WORK REQUIRED — In the budget commentary, from when does the 15 per cent global minimum tax for large multinational enterprises under the Income Inclusion Rule apply?

The Albanese Government has shown itself to be a master juggler – balancing tax and spending to keep the Australian economy from taking a hard fall, at least in the short term – according to industry and tax experts at leading professional services firm RSM Australia.
Outside the promised multi-billion-dollar cost-of-living relief measures – which included a new announcement to triple the Medicare bulk billing incentive – there were only a few new modest spending measures that had not been announced and no major heart-stopping corporate tax surprises, RSM Australia International Tax and Transfer Pricing Lead Partner Liam Delahunty said.
Mr Delahunty said the Budget featured the next phase of multinational tax reform, which included Australia’s adoption of a global minimum tax rate of 15 per cent.
"Australia is one of 135 countries and jurisdictions collaborating on global measures to tackle tax avoidance through the OECD’s BEPS two-pillar reform plan – so the global minimum tax reforms are neither new nor unexpected,’’ he said.
"Steady as she goes", from "no drama" Chalmers.
"What is new are the firm start dates which don’t allow for any significant transition time and also come on the back of changes to thin capitalisation rules and intangible assets – both of which are due to commence from income years commencing on or after 1 July 2023, but are yet to be legislated.
The 15 per cent global minimum tax for large multinational enterprises with the Income Inclusion Rule will apply to income years starting on or after 1 January 2024.

Items from a data source —
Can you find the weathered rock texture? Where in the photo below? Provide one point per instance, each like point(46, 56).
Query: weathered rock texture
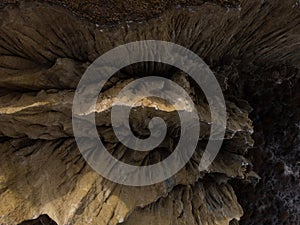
point(253, 47)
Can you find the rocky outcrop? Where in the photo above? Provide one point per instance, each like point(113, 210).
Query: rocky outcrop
point(46, 46)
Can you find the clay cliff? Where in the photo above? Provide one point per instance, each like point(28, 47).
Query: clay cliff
point(253, 49)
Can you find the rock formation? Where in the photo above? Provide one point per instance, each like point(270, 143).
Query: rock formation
point(253, 48)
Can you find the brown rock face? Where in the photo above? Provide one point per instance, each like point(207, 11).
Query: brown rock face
point(253, 48)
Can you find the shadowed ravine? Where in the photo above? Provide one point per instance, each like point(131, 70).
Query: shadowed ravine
point(253, 48)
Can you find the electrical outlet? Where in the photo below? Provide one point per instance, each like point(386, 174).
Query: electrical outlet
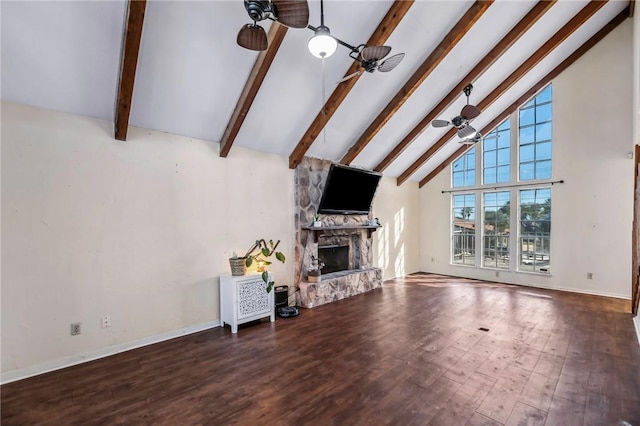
point(106, 321)
point(75, 328)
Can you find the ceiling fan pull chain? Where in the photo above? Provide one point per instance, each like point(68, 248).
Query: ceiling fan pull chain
point(324, 101)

OUTPUT OF THE TASK — It applies to income years starting on or after 1 January 2024.